Dataset extract >>
#####

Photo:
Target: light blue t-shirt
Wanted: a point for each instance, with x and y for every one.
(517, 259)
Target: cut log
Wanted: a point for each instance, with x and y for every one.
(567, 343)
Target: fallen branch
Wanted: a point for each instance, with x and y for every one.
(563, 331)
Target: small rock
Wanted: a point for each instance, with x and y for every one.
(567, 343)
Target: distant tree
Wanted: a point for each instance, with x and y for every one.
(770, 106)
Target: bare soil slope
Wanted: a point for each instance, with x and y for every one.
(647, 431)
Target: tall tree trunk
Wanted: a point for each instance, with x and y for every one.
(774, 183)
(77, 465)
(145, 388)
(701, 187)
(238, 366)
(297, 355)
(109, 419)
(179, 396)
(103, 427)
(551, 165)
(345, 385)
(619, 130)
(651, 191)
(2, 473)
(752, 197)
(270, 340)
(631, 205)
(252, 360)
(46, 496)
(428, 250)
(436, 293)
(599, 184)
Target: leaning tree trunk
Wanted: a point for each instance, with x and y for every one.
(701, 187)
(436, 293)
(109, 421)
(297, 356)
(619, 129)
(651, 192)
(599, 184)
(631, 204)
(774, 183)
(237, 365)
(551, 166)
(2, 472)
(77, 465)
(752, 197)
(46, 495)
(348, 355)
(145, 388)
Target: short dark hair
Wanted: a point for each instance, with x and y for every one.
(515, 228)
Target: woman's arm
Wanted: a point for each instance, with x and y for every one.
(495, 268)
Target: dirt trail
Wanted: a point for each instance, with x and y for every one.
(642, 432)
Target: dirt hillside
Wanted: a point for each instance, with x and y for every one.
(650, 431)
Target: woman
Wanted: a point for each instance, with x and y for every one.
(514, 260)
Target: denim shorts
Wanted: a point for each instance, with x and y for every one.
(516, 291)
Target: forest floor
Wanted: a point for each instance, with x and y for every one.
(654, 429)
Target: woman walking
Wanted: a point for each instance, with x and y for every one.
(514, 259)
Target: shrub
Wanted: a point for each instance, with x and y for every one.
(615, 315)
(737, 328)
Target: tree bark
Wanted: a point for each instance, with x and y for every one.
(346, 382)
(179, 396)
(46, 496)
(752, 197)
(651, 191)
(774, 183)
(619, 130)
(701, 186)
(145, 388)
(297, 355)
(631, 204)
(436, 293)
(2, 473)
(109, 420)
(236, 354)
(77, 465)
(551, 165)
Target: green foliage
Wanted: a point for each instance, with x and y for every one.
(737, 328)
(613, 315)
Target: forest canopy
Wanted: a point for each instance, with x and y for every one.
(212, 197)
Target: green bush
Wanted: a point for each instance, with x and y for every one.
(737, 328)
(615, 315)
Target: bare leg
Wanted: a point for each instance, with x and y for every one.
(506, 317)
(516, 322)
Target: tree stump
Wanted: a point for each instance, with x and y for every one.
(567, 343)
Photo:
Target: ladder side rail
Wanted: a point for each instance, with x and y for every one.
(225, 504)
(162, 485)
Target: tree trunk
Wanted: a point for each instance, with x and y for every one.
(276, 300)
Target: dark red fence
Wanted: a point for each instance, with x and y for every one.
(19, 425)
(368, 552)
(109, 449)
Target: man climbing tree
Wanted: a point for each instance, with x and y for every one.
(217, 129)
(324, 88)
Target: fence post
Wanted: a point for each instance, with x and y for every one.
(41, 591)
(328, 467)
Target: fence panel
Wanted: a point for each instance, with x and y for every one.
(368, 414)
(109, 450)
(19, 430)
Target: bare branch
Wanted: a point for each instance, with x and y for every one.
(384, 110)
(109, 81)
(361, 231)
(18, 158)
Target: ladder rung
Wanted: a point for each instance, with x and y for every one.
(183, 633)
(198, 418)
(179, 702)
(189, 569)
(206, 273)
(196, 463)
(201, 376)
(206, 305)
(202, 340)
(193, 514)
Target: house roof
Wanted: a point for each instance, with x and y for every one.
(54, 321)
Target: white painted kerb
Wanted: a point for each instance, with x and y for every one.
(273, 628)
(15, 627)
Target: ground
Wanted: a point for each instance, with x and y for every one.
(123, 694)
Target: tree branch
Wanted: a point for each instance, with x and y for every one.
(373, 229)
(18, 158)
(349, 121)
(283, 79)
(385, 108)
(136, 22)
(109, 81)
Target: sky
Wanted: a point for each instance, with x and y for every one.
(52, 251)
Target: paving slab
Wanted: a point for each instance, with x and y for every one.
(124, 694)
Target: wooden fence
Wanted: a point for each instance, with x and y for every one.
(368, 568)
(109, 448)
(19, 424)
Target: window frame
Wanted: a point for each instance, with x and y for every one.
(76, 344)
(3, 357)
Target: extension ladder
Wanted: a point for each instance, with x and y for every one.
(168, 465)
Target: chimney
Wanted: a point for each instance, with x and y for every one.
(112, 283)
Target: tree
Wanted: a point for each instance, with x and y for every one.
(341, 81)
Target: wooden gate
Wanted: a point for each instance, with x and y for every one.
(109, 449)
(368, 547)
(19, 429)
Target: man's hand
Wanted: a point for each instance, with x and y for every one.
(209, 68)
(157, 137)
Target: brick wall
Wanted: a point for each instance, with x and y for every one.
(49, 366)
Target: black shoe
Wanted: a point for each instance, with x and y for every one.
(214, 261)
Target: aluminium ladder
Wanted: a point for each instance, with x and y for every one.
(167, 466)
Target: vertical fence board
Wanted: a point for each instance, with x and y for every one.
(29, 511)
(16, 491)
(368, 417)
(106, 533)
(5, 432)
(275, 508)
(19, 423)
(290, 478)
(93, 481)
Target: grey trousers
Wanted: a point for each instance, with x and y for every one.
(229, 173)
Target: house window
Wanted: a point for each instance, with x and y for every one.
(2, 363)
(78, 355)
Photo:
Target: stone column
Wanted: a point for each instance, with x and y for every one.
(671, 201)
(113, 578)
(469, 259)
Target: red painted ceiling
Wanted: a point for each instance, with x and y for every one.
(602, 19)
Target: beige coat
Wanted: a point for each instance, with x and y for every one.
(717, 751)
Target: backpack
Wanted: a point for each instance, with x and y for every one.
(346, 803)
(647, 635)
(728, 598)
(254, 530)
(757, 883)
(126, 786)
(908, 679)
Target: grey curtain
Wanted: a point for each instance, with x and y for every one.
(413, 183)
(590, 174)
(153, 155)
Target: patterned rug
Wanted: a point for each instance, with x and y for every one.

#####

Written task >> Copy the data above exactly. Every line must be included.

Solved exercise >>
Photo:
Target: light blue t-shirt
Wanted: a point for each instance, with x and y for every one.
(517, 259)
Target: cut log
Wanted: a point for each instance, with x and y for every one.
(567, 343)
Target: fallen branch
Wanted: a point for each instance, with x and y for every one.
(563, 331)
Target: small rock
Wanted: a point for each instance, with x and y for every one.
(567, 343)
Target: distant tree
Wanted: a point for each instance, with x and y for every one.
(770, 106)
Target: bare soil slope
Wanted: a point for each instance, with x and y for every one.
(647, 431)
Target: tall tree trunk
Wanted: a point for each instance, with x and y for every one.
(774, 183)
(77, 465)
(145, 388)
(701, 187)
(238, 366)
(297, 355)
(109, 419)
(179, 396)
(103, 427)
(551, 165)
(345, 385)
(619, 130)
(651, 191)
(2, 473)
(752, 197)
(270, 340)
(631, 205)
(252, 360)
(46, 496)
(428, 250)
(436, 293)
(599, 184)
Target: leaning tree trunk
Wanted: a point for each instance, with x and y for every one.
(701, 187)
(436, 293)
(109, 421)
(297, 356)
(619, 129)
(651, 192)
(599, 184)
(631, 204)
(774, 183)
(237, 365)
(551, 166)
(2, 472)
(77, 465)
(752, 197)
(46, 495)
(348, 355)
(145, 388)
Target: short dark hair
Wanted: a point for each instance, with x and y for every one.
(515, 228)
Target: woman's arm
Wanted: a point for each instance, with x and y for every one.
(495, 268)
Target: dirt trail
Wanted: a point for each instance, with x and y for every one.
(642, 432)
Target: dirt hillside
Wanted: a point for each instance, with x and y for every one.
(650, 431)
Target: woman
Wanted: a point for each instance, with x and y for every one.
(514, 260)
Target: denim shorts
Wanted: a point for each instance, with x and y for every one.
(516, 291)
Target: forest floor
Wanted: a point for each instance, with x and y for every one.
(654, 429)
Target: woman walking
Wanted: a point for each instance, with x and y for every one.
(514, 259)
Target: shrub
Wanted: a point for each instance, with x and y for every one.
(615, 315)
(737, 328)
Target: tree bark
Wanted: a point for each instance, with x and y for every one.
(346, 382)
(179, 396)
(46, 496)
(752, 197)
(651, 191)
(774, 183)
(619, 130)
(701, 186)
(145, 388)
(297, 355)
(631, 204)
(436, 293)
(2, 473)
(109, 420)
(236, 354)
(77, 465)
(551, 165)
Target: green foliage
Wanted: a point for each instance, with x and y for every one.
(737, 328)
(613, 315)
Target: forest canopy
Wanted: a point for each instance, with x and y for every one.
(212, 197)
Target: green bush
Wanted: a point for each instance, with x and y for every one.
(737, 328)
(615, 315)
Target: bare leg
Wanted: a point for each instance, with x and y for every one.
(506, 317)
(516, 322)
Target: tree stump
Wanted: a point for each instance, with x and y for every one.
(567, 343)
Photo:
Target: ladder side rail
Wanted: a point for each instance, with x and y for every one.
(225, 504)
(162, 485)
Target: tree trunk
Wanted: a point for each instance, with x and y for every one.
(276, 300)
Target: dark red fence
Wanted: a point for each instance, with x and y for every one.
(19, 425)
(368, 552)
(109, 449)
Target: man climbing tree
Wanted: a point for each instance, with x and y for every one.
(217, 129)
(324, 88)
Target: fence post
Wanted: a point for each instance, with x and y for every one.
(41, 591)
(328, 467)
Target: fence panel
Wanted: a point for each instance, with x and y for every one.
(368, 414)
(109, 450)
(19, 430)
Target: bare branch
Wanted: a point for each instance, with x and y for every one.
(384, 110)
(109, 81)
(361, 231)
(18, 158)
Target: ladder rung
Wanted: a point for each instance, with x and y for every one.
(183, 633)
(198, 418)
(179, 702)
(189, 569)
(206, 273)
(196, 463)
(201, 376)
(206, 305)
(202, 340)
(193, 514)
Target: house roof
Wanted: a point for each instance, with x and y for every one.
(54, 321)
Target: white painted kerb
Wanted: a point for each instance, with x and y for every one.
(273, 628)
(15, 627)
Target: ground
Wanted: a point for each instance, with x and y for every one.
(123, 694)
Target: tree branch
Wanted: a point for each instance, with x and y for every one.
(373, 229)
(18, 158)
(349, 121)
(283, 79)
(385, 108)
(136, 22)
(109, 81)
Target: sky
Wanted: a point for each instance, with x and y for every one.
(52, 251)
Target: paving slab
Wanted: a point for each instance, with x and y for every one.
(124, 694)
Target: wooden fence
Wanted: a point for each instance, with x and y for every one.
(368, 568)
(109, 448)
(19, 424)
Target: window frame
Wanted: a point for each instance, with x and y for every one.
(76, 344)
(3, 357)
Target: extension ladder
Wanted: a point for each instance, with x and y for every one.
(168, 465)
Target: chimney
Wanted: a point for each instance, with x and y for every one.
(112, 283)
Target: tree
Wanted: a point for each instance, with x and y for every one.
(341, 81)
Target: wooden gate
Wanted: a point for each instance, with x and y for every one.
(109, 449)
(368, 547)
(19, 429)
Target: man's hand
Wanted: a point for each instance, with x and y for every one.
(209, 68)
(157, 137)
Target: brick wall
Wanted: a point for each instance, with x and y for every one.
(49, 366)
Target: black shoe
Wanted: a point for each instance, with x and y for every one.
(214, 261)
Target: aluminium ladder
Wanted: a point for each instance, with x and y for every one.
(167, 466)
Target: vertical fence board
Wanted: a point for each instance, with x and y for every one.
(29, 511)
(16, 491)
(368, 417)
(106, 533)
(5, 432)
(275, 508)
(19, 423)
(290, 478)
(93, 481)
Target: grey trousers
Wanted: a point for each instance, with x and y for every one.
(229, 173)
Target: house window
Wanted: a point for each instance, with x and y for every one.
(2, 363)
(78, 355)
Photo:
Target: stone column
Wanted: a point for each instance, with x and y for every one.
(671, 201)
(113, 578)
(469, 259)
Target: red painted ceiling
Wanted: a point for each instance, with x and y for every one.
(602, 19)
Target: beige coat
Wanted: a point for each instance, with x and y for every one.
(717, 751)
Target: backpack
Wanted: a point for each instance, with x and y for every one.
(346, 803)
(647, 635)
(728, 598)
(254, 530)
(757, 883)
(126, 786)
(908, 679)
Target: grey curtain
Wanted: a point for each instance, with x and y for every one.
(413, 183)
(590, 174)
(153, 155)
Target: patterned rug
Wanted: a point for each instance, with x and y for every one.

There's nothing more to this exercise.